◆ **SHORT PROBLEM**: Can you reproduce every one of the records below line for line, with no changes?

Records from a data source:
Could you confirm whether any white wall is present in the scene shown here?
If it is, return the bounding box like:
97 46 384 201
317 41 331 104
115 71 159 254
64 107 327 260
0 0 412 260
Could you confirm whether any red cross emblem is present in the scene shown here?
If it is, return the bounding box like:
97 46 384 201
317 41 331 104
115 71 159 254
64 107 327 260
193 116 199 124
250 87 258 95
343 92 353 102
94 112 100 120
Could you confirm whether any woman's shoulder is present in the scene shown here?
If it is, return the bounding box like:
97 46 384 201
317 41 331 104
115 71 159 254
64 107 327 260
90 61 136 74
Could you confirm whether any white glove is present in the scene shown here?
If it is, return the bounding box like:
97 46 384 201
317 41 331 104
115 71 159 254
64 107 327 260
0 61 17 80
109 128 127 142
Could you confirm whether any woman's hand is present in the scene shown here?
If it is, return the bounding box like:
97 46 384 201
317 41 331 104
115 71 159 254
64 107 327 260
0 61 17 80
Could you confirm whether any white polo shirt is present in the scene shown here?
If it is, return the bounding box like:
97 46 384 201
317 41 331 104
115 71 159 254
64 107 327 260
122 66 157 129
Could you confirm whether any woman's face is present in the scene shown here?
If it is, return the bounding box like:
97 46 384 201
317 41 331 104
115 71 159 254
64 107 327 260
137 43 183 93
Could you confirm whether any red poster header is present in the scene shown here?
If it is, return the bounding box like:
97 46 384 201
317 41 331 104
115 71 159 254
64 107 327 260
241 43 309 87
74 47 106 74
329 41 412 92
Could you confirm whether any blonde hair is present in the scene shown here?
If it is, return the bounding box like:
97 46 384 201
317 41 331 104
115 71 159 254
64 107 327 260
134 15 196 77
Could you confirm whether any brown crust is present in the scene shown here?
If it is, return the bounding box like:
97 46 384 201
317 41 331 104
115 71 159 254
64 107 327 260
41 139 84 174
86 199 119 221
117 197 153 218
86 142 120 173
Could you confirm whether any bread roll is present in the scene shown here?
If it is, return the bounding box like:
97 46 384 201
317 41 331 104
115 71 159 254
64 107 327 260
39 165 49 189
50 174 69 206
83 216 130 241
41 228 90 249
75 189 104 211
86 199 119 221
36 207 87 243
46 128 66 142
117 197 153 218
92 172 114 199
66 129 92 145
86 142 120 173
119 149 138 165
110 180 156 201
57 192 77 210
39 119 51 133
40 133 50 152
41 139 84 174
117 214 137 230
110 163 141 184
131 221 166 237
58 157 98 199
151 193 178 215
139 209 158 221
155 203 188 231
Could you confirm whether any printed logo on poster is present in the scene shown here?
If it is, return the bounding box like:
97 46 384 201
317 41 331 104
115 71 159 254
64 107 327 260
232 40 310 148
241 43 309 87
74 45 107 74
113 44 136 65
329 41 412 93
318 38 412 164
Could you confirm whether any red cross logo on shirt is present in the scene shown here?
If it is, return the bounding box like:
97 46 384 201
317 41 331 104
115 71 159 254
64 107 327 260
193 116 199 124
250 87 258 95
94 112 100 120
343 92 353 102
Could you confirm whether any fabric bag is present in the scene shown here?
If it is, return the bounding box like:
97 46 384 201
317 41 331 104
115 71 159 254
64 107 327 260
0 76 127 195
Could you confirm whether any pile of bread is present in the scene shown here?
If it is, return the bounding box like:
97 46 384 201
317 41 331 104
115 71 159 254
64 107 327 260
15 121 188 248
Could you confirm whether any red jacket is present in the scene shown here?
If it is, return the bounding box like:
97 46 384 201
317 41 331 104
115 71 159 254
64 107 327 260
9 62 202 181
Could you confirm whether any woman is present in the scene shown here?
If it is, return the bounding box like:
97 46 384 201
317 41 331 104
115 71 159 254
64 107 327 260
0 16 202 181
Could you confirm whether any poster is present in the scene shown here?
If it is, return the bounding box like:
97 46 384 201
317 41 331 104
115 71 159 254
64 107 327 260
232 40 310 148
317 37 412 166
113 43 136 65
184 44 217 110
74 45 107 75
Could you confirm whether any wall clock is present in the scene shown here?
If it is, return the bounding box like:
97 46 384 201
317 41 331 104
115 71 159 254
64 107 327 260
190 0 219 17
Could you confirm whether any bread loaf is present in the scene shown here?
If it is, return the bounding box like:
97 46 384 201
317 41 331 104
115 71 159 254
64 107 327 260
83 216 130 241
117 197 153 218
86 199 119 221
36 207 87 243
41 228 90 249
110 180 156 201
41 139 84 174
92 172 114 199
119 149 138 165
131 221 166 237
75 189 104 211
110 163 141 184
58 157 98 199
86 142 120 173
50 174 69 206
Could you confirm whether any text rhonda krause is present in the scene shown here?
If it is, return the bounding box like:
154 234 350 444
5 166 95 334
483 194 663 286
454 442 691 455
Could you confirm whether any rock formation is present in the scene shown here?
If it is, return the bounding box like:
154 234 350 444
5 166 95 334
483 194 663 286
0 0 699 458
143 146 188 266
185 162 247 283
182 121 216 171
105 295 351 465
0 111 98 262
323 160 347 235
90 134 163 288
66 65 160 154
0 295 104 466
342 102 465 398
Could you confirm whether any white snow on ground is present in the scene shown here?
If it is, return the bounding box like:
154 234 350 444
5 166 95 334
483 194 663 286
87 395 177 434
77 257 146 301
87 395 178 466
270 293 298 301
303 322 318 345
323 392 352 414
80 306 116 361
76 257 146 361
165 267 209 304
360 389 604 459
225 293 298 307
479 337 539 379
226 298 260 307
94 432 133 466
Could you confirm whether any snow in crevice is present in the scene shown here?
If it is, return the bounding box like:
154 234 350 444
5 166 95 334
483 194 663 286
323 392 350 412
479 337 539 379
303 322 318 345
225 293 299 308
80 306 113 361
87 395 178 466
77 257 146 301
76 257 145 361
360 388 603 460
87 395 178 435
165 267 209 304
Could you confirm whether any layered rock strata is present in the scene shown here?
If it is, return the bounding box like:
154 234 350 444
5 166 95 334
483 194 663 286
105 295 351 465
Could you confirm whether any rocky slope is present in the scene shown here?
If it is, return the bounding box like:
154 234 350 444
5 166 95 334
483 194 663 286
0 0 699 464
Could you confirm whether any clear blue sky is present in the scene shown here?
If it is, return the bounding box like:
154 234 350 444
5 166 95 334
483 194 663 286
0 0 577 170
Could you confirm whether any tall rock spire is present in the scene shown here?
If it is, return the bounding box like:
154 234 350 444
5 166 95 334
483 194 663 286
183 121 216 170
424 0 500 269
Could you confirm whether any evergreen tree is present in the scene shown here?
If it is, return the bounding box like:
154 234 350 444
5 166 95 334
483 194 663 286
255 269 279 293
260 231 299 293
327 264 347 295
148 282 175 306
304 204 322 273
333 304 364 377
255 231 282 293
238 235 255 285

◆ **PROBLEM SOLUTION**:
Could you confirm whether any white wall is present in the scene shown here?
If it is, return the bounding box like:
97 46 384 201
317 41 331 104
115 71 159 254
64 107 327 260
0 0 412 260
Could you confirm whether any red cross emblem is present in the scene shown here?
If it is, return the bounding box like:
97 46 384 201
317 41 331 104
115 71 159 254
64 107 327 260
193 116 199 124
250 87 258 95
343 92 353 102
94 112 100 120
Could you confirm whether any woman's shoulder is present in the scene shown here?
If it is, return the bounding box like:
97 46 384 201
317 41 331 104
115 71 159 254
64 107 327 260
90 61 136 74
Could you confirm whether any white glove is present in the scene shown here?
If it is, return the bounding box like:
97 46 384 201
317 41 331 104
115 71 159 254
64 107 327 260
0 61 17 80
109 128 127 142
Could you confirm whether any woman's hand is present in the scene shown here?
If it is, return the bounding box like:
97 46 384 201
317 41 331 104
115 71 159 254
64 107 327 260
0 61 17 80
Could you confirm whether any white polo shirt is present in the scene shown here?
If it is, return the bounding box like:
97 46 384 201
317 41 331 104
115 71 159 254
64 107 327 260
122 66 157 129
Could you confirm whether any woman's face is present in the scene shown here?
If it is, return the bounding box like:
97 46 384 201
317 41 331 104
115 71 159 254
64 107 327 260
137 43 183 93
Could you confirm whether any red poster header is present in the scene shown here?
If it is, return the bounding box like:
97 46 384 201
317 41 331 104
115 71 159 254
64 107 327 260
241 43 309 87
74 47 106 74
329 41 412 92
Could you confirm whether any blonde hair is present in the scene shown here?
If it is, return the bounding box like:
97 46 384 201
317 41 331 104
115 71 159 254
64 107 327 260
134 15 196 77
Could you confirm whether any brown crust is present in the scene shown here?
If it is, return the bounding box like:
97 46 384 201
317 41 331 104
115 71 159 254
64 107 327 260
41 139 84 174
86 199 119 221
117 197 153 218
86 142 120 173
Could you confirm whether any bread roll is present in the scene shown here?
If it is, return the bounding box like:
97 46 384 201
317 41 331 104
115 71 159 254
64 107 327 260
39 165 49 189
50 174 69 206
83 216 130 241
41 228 90 249
75 189 104 211
86 199 119 221
36 207 87 243
46 128 66 142
117 197 153 218
92 172 114 199
66 129 92 145
86 142 120 173
119 149 138 165
110 180 156 201
57 192 77 210
39 119 51 133
40 133 50 152
41 139 84 174
117 214 137 230
110 163 141 184
131 221 166 237
58 157 98 199
151 193 178 215
139 209 158 221
155 203 188 231
Could you confirm whether any printed logo on poster is present in the scene shown here?
If it is, return the bounding box like:
97 46 384 201
317 41 331 104
115 71 159 254
64 107 327 260
232 40 310 148
241 43 309 87
74 45 107 74
113 44 136 65
329 41 412 93
318 38 412 164
Could you confirm whether any red cross logo on shirt is present in the scene shown here?
If it is, return the bounding box like:
97 46 384 201
317 41 331 104
115 71 159 254
64 107 327 260
193 116 199 124
250 87 258 95
94 112 100 120
343 92 353 102
Could you confirm whether any fabric bag is present in the scene shown here?
If it is, return the bounding box like:
97 46 384 201
317 41 331 104
115 71 159 254
64 107 327 260
0 76 127 195
Could you confirm whether any pile of bread is present in the scene shown here?
If it is, return the bounding box like:
97 46 384 201
317 41 331 104
115 71 159 254
64 107 327 260
15 121 188 248
Could you confirm whether any red jacket is present in the scene shown here?
If it is, return the bounding box like:
97 46 384 201
317 41 331 104
115 71 159 254
64 107 327 260
9 62 202 181
Could you confirm whether any woman is present in the scene shown here?
If it is, return the bounding box like:
97 46 384 201
317 41 331 104
115 71 159 254
64 107 327 260
0 16 202 181
Could you confirm whether any poster is present in the scene shown here?
If it is, return the bounding box like:
97 46 384 201
317 41 331 104
115 71 159 254
64 107 327 260
232 40 310 148
317 37 412 166
113 43 136 65
184 44 217 110
74 45 107 75
Could you confirm whether any wall clock is present in the scene shown here?
If it is, return the bounding box like:
97 46 384 201
317 41 331 104
115 71 159 254
64 107 327 260
190 0 219 17
Could you confirm whether any bread loaf is present in the scene shown here?
If it is, return the bounding box like:
97 46 384 201
317 41 331 104
115 71 159 254
64 107 327 260
83 216 130 241
117 197 153 218
86 199 119 221
36 207 87 243
41 228 90 249
110 180 156 201
41 139 84 174
92 172 114 199
119 149 138 165
131 221 166 237
75 189 104 211
110 163 141 184
58 157 98 199
86 142 120 173
50 174 69 206
Could you confirm whether any text rhonda krause is present in the scene shown here?
If it is, return the bounding box like:
154 234 350 444
5 166 95 334
483 194 663 286
454 442 691 455
Could you confirm whether any rock formation is present in the scene shown here?
If it is, return the bounding box like:
154 234 350 444
5 166 95 334
483 194 663 286
0 0 699 458
143 146 188 266
185 162 247 283
182 121 216 171
105 295 351 465
0 111 98 262
323 160 347 235
90 134 163 288
66 65 160 154
0 295 104 466
342 102 465 398
Could you confirm whether any white snow on ground is present in the scene shown here?
If it is, return the bounding box like:
154 234 350 444
5 166 95 334
483 194 663 286
87 395 177 434
77 257 146 301
87 395 178 466
270 293 298 301
303 322 318 345
323 392 352 414
80 306 116 361
76 257 146 361
165 267 209 304
360 389 604 459
225 293 298 307
479 337 539 379
226 298 260 307
94 432 133 466
Could you confirm whether any snow in crevice is present in the scene shown here?
If it is, return the bounding box like:
154 234 350 444
5 166 95 334
483 194 663 286
323 392 350 412
479 337 539 379
303 322 318 345
225 293 299 308
80 306 113 361
87 395 178 466
77 257 146 301
76 257 145 361
360 388 603 460
87 395 178 435
165 267 209 304
Could you confirm whether any layered rock strata is present in the scene shown here?
If it is, return the bounding box like:
154 234 350 444
5 166 95 334
483 194 663 286
105 295 351 465
Could you confirm whether any rocky slope is present in the scene shown here?
If it is, return the bounding box like:
154 234 350 444
5 166 95 334
483 194 663 286
0 0 699 464
Could you confirm whether any clear blue sky is present in the scene shown here?
If it is, return the bounding box like:
154 234 350 444
5 166 95 334
483 194 663 286
0 0 577 170
Could you confirm whether any tall rock spire is present in the scene shown here?
If it is, return the bounding box like:
154 234 350 444
5 166 95 334
483 194 663 286
183 121 216 170
424 0 500 269
Could you confirm whether any evergreen tree is present in the scene shown here?
If it is, return the bounding box like:
154 234 350 444
5 166 95 334
483 194 663 286
255 269 279 293
260 231 299 293
327 264 347 295
148 282 175 306
304 204 322 273
333 304 364 377
255 231 282 293
238 235 255 285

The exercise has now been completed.